(Items from a data source)
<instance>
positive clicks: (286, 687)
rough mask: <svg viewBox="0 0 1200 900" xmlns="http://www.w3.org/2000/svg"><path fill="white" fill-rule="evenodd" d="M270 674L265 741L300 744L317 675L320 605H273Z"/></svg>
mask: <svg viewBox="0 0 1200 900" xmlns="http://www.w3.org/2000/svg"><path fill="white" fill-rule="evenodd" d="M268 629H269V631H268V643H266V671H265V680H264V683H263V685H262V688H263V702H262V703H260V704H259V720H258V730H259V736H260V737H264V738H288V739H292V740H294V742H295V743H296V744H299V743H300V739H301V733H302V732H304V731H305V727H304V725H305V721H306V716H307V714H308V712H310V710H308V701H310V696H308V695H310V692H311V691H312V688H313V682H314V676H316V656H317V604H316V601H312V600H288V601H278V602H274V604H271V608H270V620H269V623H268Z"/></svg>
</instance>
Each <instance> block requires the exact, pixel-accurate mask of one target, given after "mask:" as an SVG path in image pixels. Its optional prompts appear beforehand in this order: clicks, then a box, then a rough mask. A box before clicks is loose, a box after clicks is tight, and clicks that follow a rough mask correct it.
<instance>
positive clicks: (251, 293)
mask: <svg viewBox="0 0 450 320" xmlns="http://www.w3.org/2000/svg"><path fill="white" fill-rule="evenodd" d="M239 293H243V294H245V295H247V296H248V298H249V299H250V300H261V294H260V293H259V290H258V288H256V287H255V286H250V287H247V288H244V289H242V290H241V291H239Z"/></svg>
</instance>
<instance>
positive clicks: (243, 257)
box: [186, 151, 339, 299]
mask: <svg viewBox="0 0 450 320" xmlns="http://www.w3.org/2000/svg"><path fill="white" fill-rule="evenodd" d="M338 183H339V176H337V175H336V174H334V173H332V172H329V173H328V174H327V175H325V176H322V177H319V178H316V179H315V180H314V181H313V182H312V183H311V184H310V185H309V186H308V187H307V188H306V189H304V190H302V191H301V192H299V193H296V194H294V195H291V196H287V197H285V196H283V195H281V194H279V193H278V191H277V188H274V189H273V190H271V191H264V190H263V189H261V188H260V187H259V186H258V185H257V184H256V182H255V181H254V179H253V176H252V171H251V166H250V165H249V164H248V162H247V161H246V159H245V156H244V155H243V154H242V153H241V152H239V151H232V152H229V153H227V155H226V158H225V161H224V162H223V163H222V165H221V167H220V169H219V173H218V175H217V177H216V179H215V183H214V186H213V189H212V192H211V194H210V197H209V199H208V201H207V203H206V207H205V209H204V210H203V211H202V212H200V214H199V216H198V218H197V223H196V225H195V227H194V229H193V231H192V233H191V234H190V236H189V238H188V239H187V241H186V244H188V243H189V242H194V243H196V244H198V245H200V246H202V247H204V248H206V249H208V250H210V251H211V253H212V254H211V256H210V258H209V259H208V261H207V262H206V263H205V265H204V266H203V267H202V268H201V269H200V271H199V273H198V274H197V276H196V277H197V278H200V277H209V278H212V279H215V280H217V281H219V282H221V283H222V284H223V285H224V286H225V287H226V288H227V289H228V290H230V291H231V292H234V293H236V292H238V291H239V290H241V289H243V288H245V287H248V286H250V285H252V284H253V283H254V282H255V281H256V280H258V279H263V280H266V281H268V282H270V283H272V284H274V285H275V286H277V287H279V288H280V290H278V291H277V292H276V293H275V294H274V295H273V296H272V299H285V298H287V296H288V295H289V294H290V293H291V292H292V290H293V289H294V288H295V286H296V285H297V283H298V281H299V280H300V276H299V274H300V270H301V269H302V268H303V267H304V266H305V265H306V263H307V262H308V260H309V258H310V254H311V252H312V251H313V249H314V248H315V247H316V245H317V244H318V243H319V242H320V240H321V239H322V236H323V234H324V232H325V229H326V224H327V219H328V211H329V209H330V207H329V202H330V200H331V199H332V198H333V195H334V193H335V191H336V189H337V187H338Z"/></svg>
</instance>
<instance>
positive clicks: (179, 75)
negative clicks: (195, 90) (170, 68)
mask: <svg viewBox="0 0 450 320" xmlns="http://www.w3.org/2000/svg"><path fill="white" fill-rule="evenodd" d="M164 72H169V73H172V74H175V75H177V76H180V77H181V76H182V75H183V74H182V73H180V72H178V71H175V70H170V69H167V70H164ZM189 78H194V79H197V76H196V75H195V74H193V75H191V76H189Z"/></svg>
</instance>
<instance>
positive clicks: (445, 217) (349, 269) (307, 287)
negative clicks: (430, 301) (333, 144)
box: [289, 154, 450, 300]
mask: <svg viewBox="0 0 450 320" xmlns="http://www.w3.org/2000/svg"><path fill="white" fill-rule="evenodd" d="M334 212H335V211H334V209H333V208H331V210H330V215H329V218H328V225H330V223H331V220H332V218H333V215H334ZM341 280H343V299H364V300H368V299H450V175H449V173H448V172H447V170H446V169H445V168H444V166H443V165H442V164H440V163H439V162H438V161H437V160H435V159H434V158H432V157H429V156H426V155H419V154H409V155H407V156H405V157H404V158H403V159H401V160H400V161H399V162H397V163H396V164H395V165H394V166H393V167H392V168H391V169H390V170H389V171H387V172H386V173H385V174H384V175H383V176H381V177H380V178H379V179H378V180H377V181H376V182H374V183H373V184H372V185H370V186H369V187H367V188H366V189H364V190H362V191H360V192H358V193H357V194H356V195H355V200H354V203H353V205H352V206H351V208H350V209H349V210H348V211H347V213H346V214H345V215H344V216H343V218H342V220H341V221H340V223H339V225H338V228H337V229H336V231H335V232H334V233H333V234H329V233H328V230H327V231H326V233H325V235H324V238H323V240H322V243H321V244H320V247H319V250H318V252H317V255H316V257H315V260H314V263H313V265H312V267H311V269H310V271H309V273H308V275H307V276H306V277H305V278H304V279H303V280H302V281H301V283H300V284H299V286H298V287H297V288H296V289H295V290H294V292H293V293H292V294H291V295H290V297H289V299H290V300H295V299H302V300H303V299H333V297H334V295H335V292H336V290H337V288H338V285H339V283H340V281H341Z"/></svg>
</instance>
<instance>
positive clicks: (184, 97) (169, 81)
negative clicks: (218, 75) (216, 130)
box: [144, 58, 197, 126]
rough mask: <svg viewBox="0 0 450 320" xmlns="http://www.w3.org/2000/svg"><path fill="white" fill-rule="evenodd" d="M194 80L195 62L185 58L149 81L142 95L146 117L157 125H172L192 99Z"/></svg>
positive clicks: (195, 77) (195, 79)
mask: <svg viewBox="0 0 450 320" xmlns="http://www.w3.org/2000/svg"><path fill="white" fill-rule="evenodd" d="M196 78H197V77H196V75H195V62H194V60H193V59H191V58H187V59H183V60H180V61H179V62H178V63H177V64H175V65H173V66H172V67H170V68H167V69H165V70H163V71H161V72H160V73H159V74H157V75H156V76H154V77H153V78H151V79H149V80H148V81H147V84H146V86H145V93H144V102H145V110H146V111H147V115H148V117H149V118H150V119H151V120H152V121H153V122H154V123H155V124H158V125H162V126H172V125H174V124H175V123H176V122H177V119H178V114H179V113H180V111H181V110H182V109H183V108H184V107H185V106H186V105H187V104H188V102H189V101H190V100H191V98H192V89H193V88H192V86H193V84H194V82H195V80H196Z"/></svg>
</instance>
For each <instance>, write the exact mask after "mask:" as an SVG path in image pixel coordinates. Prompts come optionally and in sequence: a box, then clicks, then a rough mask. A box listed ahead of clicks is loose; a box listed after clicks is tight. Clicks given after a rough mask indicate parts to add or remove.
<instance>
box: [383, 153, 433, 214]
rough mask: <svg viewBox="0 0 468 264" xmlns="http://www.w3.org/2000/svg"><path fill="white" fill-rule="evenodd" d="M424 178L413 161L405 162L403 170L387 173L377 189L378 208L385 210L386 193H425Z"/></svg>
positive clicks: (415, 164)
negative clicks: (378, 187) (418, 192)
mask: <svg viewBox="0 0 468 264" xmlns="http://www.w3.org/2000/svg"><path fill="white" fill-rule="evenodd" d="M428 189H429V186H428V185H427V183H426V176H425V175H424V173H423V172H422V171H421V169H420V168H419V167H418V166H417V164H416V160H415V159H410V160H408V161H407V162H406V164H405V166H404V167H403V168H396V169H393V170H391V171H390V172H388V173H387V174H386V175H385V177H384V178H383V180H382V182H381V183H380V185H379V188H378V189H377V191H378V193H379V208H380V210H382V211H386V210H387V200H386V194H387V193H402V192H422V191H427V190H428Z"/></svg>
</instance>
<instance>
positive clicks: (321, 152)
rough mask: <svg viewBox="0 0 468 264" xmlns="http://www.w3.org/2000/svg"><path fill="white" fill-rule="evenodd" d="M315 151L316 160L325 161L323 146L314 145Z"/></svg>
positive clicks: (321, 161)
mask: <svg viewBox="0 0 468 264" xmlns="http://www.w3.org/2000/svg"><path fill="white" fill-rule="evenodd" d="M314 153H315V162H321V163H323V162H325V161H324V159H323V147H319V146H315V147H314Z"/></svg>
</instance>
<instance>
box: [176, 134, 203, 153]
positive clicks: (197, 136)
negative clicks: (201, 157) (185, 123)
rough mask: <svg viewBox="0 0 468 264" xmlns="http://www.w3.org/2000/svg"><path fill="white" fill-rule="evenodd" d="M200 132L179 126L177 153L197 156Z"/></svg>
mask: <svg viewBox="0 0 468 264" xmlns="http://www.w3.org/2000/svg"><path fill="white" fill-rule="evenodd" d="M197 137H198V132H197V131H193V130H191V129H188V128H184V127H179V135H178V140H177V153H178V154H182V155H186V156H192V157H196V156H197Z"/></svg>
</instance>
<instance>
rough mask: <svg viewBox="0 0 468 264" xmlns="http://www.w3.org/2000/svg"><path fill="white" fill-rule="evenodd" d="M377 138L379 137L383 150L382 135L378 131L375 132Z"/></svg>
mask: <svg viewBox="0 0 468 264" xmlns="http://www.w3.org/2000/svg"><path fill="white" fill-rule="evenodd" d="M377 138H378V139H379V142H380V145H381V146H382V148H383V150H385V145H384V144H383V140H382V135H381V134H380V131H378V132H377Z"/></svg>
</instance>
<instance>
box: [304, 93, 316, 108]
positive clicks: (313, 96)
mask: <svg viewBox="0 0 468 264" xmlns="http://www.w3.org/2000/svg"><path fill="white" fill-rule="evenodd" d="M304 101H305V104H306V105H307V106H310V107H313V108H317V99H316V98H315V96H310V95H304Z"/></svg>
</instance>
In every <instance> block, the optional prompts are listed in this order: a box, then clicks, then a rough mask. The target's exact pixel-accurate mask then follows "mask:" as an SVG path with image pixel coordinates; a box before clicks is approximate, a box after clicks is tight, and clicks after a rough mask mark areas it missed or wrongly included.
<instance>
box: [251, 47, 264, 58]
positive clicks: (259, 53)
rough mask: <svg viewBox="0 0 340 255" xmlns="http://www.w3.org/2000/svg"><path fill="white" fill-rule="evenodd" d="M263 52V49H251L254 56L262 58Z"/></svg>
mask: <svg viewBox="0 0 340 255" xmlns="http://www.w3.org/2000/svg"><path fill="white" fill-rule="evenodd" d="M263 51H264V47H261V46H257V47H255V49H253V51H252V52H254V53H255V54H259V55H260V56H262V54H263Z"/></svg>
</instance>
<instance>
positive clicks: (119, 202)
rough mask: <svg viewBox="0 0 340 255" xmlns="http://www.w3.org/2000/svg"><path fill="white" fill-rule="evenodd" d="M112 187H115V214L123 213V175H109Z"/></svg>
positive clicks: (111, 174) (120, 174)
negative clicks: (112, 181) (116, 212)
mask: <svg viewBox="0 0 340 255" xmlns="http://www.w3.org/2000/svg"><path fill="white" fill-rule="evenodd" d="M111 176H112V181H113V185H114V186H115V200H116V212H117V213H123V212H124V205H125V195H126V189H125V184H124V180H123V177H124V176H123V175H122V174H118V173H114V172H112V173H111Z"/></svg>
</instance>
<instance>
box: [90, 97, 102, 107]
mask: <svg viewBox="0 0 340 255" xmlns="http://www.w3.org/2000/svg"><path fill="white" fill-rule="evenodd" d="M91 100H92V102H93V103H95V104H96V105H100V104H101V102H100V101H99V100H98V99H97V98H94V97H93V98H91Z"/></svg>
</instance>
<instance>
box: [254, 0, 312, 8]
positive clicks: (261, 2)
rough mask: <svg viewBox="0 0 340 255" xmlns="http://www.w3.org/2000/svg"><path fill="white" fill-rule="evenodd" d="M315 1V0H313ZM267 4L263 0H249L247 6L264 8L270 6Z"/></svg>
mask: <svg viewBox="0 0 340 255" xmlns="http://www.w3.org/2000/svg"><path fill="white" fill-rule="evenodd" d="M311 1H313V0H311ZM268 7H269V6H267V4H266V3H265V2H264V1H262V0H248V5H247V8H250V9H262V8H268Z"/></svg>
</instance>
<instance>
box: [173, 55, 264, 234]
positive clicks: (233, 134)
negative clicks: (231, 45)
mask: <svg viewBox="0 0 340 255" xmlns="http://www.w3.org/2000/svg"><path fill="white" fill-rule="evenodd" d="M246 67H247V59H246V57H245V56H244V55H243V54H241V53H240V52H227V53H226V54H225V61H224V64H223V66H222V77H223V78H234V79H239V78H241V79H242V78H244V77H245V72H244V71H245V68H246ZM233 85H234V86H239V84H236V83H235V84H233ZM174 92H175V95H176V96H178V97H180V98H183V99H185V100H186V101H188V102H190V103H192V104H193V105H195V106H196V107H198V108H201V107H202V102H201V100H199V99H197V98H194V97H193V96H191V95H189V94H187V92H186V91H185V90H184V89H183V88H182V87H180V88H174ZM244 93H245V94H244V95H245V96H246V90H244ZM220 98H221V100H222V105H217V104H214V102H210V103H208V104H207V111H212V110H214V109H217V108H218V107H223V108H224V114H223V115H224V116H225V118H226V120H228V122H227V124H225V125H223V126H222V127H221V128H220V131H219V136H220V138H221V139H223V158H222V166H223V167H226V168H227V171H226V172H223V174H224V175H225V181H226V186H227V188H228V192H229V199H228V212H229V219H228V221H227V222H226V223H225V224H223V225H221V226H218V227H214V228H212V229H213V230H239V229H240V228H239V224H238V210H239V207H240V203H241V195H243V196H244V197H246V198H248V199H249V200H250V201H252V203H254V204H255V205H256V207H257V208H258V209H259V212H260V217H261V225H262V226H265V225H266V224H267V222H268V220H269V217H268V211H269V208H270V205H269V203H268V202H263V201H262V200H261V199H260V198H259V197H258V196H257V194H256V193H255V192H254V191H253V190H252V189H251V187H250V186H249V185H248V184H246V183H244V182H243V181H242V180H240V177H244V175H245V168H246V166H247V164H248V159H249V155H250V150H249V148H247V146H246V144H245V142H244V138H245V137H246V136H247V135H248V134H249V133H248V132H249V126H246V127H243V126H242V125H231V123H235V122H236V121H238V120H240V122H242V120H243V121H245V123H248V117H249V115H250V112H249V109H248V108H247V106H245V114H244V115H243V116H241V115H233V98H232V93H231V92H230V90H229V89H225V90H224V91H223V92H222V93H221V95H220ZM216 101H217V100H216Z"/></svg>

Your goal: How many of the lines above include the string "pixel"? Only the number should be written.

Response to this exercise: 3